ИСХОДНЫЙ ТЕКСТ:
Потом посмотрели вниз. Там обнаружилась педаль. До этого я вдавливала ногу в пол до упора и могла держать так до бесконечности. А что? Чем дольше, тем красивей – обертонов больше! Дебюсси со Скрябиным не возражали! Марина Вениаминовна терпеливо объясняла, что смена гармоний в пьесе, как правило, должна сопровождаться полной подменой педали для чистоты звучания, что педаль бывает полной, полупедалью, четвертьпедалью и еще совсем легким касанием, и для владения ею нужно тренировать одновременно слух, координацию и мысленную моментальную связку головы с рукой и ногой. А про Дебюсси и Скрябина мы после поговорим, после.
Затем посмотрели в ноты. Mein Gott, там же были выписаны штрихи, нюансы, детали, которые следовало исполнять в точности, как написано! А это оказалось так трудно – сыграть три ноты на legato, потом две на staccato и пять на лиге с portamento, объединив их в общую фразу, и притом сделать crescendo, не делая accelerando! Желательно и в левой руке тоже, и ничего, что там все наоборот. Да и редакции оказались множественны – выбрать верную тоже входило в вопрос квалификации.

РАЗДЕЛ ДАННЫХ:
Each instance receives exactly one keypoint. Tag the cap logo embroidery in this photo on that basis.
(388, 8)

ЗАДАНИЕ A: Процитируйте из отрывка об уроках фортепиано всё, начиная со слов «Потом посмотрели вниз.» и вплоть до слов «после поговорим, после.».
ЗАДАНИЕ B: Какие виды педали называет Марина Вениаминовна в отрывке об уроках фортепиано?
ЗАДАНИЕ C: Изложите содержание отрывка об уроках фортепиано в двух предложениях.

ОЖИДАЕМЫЙ ОТВЕТ A:
Потом посмотрели вниз. Там обнаружилась педаль. До этого я вдавливала ногу в пол до упора и могла держать так до бесконечности. А что? Чем дольше, тем красивей – обертонов больше! Дебюсси со Скрябиным не возражали! Марина Вениаминовна терпеливо объясняла, что смена гармоний в пьесе, как правило, должна сопровождаться полной подменой педали для чистоты звучания, что педаль бывает полной, полупедалью, четвертьпедалью и еще совсем легким касанием, и для владения ею нужно тренировать одновременно слух, координацию и мысленную моментальную связку головы с рукой и ногой. А про Дебюсси и Скрябина мы после поговорим, после.

ОЖИДАЕМЫЙ ОТВЕТ B: Полную педаль, полупедаль, четвертьпедаль и совсем легкое касание.

ОЖИДАЕМЫЙ ОТВЕТ C: Марина Вениаминовна объясняла, что при смене гармоний педаль, как правило, нужно полностью менять ради чистоты звучания и что она бывает полной, полупедалью, четвертьпедалью и легким касанием, а владение ею требует тренировки слуха и координации. Затем выяснилось, что в нотах выписаны штрихи, нюансы и детали, которые следует исполнять в точности, что это оказалось очень трудно и что вдобавок нужно уметь выбрать верную из множества редакций.